[Stored dataset items]
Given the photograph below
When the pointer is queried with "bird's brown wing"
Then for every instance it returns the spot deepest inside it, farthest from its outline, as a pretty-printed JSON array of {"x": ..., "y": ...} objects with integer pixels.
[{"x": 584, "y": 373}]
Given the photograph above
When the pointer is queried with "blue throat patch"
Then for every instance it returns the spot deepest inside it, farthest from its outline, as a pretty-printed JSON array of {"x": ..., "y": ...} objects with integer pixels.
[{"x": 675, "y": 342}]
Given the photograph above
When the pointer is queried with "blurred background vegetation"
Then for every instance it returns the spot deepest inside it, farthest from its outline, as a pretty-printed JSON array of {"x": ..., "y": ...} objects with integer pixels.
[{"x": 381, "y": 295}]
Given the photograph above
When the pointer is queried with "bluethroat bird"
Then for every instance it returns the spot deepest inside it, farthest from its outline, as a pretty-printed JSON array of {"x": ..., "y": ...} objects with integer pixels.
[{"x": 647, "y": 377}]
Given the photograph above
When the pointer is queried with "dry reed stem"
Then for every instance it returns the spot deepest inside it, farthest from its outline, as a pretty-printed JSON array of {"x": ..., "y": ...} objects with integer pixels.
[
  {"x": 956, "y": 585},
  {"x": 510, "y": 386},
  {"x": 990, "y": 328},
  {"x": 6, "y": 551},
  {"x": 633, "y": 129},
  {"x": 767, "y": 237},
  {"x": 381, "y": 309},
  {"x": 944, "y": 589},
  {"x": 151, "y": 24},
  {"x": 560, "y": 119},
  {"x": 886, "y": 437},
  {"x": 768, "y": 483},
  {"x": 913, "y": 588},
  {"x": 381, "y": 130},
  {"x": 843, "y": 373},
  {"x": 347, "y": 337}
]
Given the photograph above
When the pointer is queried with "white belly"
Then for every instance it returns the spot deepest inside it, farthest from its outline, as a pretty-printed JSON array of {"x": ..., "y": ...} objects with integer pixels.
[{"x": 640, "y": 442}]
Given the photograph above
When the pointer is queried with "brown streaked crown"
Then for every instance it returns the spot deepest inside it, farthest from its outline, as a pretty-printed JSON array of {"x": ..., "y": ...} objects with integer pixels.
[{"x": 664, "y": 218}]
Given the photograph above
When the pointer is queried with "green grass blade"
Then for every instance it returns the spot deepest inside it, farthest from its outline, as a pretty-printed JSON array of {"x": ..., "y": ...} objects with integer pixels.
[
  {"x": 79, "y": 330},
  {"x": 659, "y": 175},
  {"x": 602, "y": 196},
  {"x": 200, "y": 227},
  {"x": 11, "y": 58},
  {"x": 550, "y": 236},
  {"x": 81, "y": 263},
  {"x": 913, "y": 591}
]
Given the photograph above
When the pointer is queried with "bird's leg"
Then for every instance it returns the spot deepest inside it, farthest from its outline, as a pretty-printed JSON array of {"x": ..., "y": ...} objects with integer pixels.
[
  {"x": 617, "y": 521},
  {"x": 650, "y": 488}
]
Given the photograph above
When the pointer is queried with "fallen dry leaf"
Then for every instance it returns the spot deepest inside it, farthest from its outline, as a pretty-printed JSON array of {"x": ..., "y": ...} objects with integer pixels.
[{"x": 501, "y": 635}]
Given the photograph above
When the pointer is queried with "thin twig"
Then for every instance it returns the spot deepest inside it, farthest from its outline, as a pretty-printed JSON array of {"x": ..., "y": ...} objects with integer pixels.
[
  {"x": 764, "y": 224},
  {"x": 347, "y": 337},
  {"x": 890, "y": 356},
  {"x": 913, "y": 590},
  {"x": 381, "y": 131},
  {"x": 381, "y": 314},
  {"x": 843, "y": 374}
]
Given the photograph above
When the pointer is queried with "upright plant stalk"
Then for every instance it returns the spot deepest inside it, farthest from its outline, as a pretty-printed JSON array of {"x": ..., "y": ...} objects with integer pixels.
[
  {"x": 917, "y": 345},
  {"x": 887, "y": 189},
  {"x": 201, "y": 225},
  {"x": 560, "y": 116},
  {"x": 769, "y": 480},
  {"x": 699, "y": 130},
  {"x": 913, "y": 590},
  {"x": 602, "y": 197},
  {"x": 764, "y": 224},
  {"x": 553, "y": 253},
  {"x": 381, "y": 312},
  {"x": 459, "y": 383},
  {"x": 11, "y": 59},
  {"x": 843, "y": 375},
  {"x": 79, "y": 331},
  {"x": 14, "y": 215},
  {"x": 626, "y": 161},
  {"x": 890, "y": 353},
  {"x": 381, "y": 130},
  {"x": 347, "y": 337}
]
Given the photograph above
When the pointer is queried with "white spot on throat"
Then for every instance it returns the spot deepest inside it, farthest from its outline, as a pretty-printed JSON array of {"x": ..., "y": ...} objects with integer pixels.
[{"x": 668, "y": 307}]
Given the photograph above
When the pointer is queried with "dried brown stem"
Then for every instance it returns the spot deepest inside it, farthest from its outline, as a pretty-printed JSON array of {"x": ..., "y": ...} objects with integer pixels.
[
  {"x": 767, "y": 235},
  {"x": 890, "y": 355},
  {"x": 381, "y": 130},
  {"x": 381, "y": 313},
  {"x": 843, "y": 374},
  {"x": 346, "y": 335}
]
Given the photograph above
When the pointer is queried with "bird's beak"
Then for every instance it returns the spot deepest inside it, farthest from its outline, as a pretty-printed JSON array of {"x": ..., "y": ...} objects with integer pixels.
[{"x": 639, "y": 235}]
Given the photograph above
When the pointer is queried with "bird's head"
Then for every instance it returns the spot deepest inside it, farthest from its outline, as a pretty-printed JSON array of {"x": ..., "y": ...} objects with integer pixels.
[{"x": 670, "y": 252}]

---

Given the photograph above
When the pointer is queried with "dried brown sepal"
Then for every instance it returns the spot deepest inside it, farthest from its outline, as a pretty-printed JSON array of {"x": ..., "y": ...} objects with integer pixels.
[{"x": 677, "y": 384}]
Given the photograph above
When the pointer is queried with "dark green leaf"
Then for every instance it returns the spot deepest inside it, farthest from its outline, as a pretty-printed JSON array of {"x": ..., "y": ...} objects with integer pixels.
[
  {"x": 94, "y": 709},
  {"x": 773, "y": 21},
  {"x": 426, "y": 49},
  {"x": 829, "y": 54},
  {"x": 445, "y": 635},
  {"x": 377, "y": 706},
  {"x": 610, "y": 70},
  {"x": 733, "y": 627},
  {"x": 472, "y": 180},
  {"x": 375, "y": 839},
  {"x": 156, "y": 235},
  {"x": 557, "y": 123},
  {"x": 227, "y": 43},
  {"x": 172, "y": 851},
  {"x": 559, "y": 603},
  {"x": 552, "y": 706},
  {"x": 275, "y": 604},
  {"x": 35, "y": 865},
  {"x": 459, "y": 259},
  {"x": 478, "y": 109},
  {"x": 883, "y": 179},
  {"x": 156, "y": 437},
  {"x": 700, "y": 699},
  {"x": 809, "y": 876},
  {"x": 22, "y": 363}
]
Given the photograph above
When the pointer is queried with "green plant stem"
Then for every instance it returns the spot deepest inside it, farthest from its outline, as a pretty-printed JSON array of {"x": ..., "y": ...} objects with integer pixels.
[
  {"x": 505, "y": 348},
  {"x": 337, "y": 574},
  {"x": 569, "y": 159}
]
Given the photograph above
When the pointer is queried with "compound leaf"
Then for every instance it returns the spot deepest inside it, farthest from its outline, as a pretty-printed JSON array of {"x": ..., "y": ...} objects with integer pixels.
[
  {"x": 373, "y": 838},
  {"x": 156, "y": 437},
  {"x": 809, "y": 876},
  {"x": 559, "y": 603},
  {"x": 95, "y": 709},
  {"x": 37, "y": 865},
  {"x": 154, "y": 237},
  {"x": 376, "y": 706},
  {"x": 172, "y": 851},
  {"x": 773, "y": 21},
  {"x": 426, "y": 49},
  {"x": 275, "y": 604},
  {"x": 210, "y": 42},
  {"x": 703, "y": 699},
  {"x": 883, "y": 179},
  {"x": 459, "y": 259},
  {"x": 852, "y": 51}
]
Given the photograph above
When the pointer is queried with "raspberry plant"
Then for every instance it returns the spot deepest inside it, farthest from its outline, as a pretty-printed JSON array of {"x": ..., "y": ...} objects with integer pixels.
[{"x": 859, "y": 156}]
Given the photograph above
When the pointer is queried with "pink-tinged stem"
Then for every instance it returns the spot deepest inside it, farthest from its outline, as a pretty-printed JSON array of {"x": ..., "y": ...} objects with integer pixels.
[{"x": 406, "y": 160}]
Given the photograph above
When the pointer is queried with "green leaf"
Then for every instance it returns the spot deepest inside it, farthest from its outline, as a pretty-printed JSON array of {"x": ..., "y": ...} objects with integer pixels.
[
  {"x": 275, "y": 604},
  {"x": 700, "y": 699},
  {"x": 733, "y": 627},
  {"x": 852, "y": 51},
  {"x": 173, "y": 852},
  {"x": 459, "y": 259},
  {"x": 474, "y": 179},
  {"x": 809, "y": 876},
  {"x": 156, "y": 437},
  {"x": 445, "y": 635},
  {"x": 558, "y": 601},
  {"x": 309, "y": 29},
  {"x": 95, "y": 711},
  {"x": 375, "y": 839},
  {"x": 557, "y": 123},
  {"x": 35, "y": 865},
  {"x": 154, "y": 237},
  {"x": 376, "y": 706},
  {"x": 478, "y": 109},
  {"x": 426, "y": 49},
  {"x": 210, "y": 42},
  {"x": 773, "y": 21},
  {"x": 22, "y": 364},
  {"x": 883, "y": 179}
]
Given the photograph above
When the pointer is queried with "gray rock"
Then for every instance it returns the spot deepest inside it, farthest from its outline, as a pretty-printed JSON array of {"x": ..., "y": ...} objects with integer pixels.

WHAT THE EXERCISE ASKS: Gather every line in the records above that contains the word "white" and copy each of those lines in full.

RESPONSE:
When the pointer is queried with "white belly"
When the pointer is queried with "white spot on throat"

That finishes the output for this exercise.